- PROBLEM SET -
A - Answer these questions about the article on the Nature Repair Market consultation:
(i) At what time and on what date does the call for submissions close?
(ii) How many consultation papers have been released?
(iii) When were the major changes made to the EPBC Act?
B - How would you render this sentence from the article on biodiversity offsets in Spanish: "This coincides with the roll-out this year of the Government’s Environment Protection Reform package, which involved major changes to the EPBC Act in late 2025."
C - Revise the passage of the article on biodiversity offsets from "This article provides" to "Protection Reform package.", putting "comments" in place of "submissions".

- EXTRACT -

══════════

Biodiversity offsets under scrutiny in Nature Repair Market consultation
The Australian Government is currently consulting on proposed changes to its "Nature Repair" scheme, under the Nature Repair Act 2023 (Cth), to enable the scheme to supply biodiversity offsets for projects approved under the Environment Protection and Biodiversity Conservation Act (Cth) 1999 (EPBC Act).
This coincides with the roll-out this year of the Government’s Environment Protection Reform package, which involved major changes to the EPBC Act in late 2025.
Given the importance of securing offsets for most EPBC Act approved projects, the proposed "nature repair" scheme changes are a major piece of the EPBC Act reform picture, and they might help to kickstart the scheme.
This article provides a recap on the "nature repair" scheme, outlines the proposal to adapt it for offsetting and offers some comments on the key issues which the consultation process raises.
The consultation papers and process
Three consultation papers have been released covering key elements of the Nature Repair scheme and its proposed adaptation to enable its use for biodiversity offsets:
policy settings to enable the Nature Repair scheme to supply environmental offsets;
the Threatened Species Characteristic; and
amendments to the Nature Repair Rules to support integrity and administration.
The call for submissions, which closes at 5.00pm Monday 4th May 2026, is the latest in the series of consultations on elements of the Environment Protection Reform package.
The process of determining what biodiversity offsets are required, and then finding and delivering those offsets, remains one of the key approval-related risks for major projects in Australia, in terms of delay, cost and practical barriers.
The Australian Government's environmental law and policy reforms are imposing a more extensive and robust biodiversity offsets regime and are looking to provide additional opportunities to create offsets, using a legislative market mechanism via the Nature Repair Act. The Government aims to improve environmental standards and outcomes, provide greater clarity and certainty for offsetting, and allow more flexibility in the way that offsets can be secured.

══════════

- DATA RECORDS -
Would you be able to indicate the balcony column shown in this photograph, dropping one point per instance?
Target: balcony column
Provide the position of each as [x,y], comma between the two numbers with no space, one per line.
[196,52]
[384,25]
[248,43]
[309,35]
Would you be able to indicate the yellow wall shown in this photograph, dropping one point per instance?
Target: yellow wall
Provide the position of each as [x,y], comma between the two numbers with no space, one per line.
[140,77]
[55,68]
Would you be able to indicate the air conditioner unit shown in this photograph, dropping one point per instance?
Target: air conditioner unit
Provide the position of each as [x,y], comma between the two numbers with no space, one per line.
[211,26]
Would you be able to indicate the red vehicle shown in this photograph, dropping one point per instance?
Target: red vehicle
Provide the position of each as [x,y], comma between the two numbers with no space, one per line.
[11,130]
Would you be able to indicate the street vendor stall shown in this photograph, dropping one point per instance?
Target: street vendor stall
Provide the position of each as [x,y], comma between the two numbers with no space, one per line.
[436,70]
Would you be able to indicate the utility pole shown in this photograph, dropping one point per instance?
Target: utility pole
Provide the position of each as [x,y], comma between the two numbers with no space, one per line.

══════════

- ANSWER SET -
A -
(i) 5.00pm Monday 4th May 2026
(ii) Three
(iii) Late 2025

B - Esto coincide con la implementación este año del paquete de Reforma de Protección Ambiental del Gobierno, que supuso cambios importantes en la Ley EPBC a finales de 2025.

C -
This article provides a recap on the "nature repair" scheme, outlines the proposal to adapt it for offsetting and offers some comments on the key issues which the consultation process raises.
The consultation papers and process
Three consultation papers have been released covering key elements of the Nature Repair scheme and its proposed adaptation to enable its use for biodiversity offsets:
policy settings to enable the Nature Repair scheme to supply environmental offsets;
the Threatened Species Characteristic; and
amendments to the Nature Repair Rules to support integrity and administration.
The call for comments, which closes at 5.00pm Monday 4th May 2026, is the latest in the series of consultations on elements of the Environment Protection Reform package.